▶ Excerpt provided
2

I need to check if a string (local part of email address) has nothing except:

  • letters (a-zA-Z)
  • numbers (0-9)
  • underscores
  • at most one dot (.)

How do I do it using Java regex?

Example: a_1_b.c and a_b_1, should be okay ,but 1.a_b.2 and 1_a*3 should be discarded.

Amit Dalal
  • 642
  • 8
  • 20
  • 1
    Are you asking about email addresses, or about your own format? Because `foo+bar` is a valid email inbox name (as in `foo+bar@example.com`) but would be rejected by your validation – Gareth Apr 26 '11 at 09:00
  • Possible duplicate of http://stackoverflow.com/questions/3274701/using-regular-expression-for-validating-data-is-correct-or-not if not try http://www.google.co.uk/search?q=email+address+correctness+using+regex 651K results. – Peter Lawrey Apr 26 '11 at 09:00
  • it's about my own format. Rejecting `foo+bar@example.com` should be okay. – Amit Dalal Apr 26 '11 at 09:02
  • 2
    can I suggest you hit the 'edit' button and give the question a more useful title then? :) – Gareth Apr 26 '11 at 09:03
  • Not an exact duplicate, but pretty relevant: http://stackoverflow.com/questions/156430/regexp-recognition-of-email-address-hard – Joachim Sauer Apr 26 '11 at 09:04
  • And since we're are it: [an "alphabet" is a **Set of letters**](http://en.wikipedia.org/wiki/Alphabet). "a", "b", "c" are letters, not "alphabets". – Joachim Sauer Apr 26 '11 at 10:40

5 Answers5

8

If you want to verify email correctness you might want to just rely on the JavaMail API to do it for you. Then you don't need to worry about encoding the details of the RFC 822 specification into a regex. Not to mention if you're dealing with email addresses you likely want an easy way to send them, and the library has that too. You could verify that an email address is valid with simply:

try {
    new InternetAddress(email).getAddress();
} catch (AddressException e) {
    // it's not valid
}
WhiteFang34
  • 70,765
  • 18
  • 106
  • 111
  • +1 for not reinventing the wheel. It will allow some that OP appears to want to not allow (although, he may be looking for a simple case because he doesn't want to cover all the cases manually. Hard to tell.) – corsiKa Apr 26 '11 at 09:08
  • @glowcoder: good point, and it would actually allow `Foo Bar `. One quick fix for that case would be to check that `email.equals(new InternetAddress(email).getAddress())` to verify it's not of that form. – WhiteFang34 Apr 26 '11 at 09:17
2

Your should find more information here.

▶ Recorded data
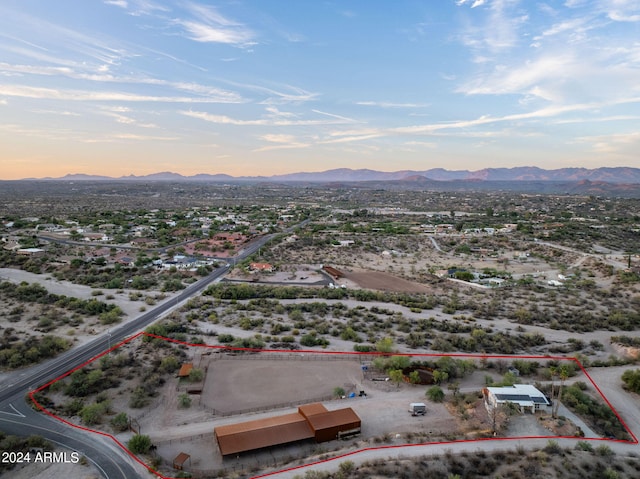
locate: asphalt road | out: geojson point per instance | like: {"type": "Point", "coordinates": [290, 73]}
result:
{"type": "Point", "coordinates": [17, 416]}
--
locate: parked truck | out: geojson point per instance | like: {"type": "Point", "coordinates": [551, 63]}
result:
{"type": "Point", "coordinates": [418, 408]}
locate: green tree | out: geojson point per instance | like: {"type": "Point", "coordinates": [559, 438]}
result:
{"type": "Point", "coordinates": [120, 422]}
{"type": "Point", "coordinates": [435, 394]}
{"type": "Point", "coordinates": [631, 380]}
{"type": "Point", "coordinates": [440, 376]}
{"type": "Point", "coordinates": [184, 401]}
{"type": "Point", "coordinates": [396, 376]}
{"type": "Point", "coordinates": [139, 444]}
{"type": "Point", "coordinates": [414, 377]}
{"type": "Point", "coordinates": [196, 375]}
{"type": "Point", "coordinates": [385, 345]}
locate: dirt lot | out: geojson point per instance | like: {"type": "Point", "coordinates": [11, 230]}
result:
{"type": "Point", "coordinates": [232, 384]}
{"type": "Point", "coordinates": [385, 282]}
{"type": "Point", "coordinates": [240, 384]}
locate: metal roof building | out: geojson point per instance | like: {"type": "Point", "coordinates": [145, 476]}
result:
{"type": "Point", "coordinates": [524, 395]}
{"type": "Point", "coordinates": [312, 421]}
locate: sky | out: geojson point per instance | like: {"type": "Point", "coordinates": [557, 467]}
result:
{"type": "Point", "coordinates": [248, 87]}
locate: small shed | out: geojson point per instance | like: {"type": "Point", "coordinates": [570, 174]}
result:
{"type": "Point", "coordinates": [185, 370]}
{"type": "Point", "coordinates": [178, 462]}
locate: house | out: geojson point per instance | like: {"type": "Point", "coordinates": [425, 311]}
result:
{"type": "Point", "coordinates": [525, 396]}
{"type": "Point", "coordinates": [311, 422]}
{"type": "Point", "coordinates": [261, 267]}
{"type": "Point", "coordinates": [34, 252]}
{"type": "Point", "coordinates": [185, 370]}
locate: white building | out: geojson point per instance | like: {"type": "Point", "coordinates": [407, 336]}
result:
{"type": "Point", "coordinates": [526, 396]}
* * *
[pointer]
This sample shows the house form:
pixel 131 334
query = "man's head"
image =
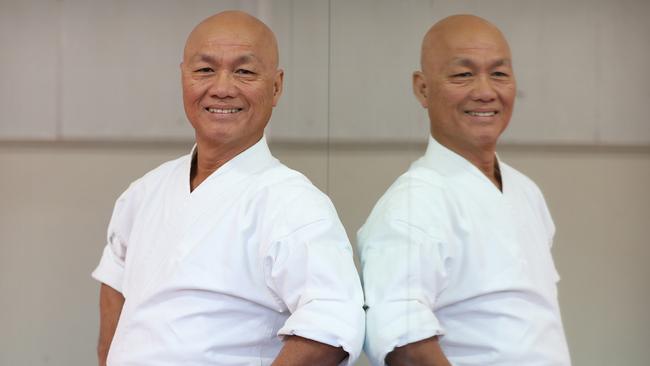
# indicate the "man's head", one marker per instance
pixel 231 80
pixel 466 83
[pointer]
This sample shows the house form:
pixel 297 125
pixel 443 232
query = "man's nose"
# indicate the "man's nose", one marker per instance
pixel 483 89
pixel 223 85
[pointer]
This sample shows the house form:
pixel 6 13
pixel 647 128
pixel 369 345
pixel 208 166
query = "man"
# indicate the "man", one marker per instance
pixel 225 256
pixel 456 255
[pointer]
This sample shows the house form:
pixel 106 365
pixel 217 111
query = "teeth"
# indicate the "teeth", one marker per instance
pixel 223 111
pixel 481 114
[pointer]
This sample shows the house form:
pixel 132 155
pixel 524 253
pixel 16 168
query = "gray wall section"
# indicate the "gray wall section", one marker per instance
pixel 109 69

▶ Stated task
In the forum thread about checking email addresses, which API does one reply suggest using instead of writing a regex?

▶ Response to this exercise
The JavaMail API.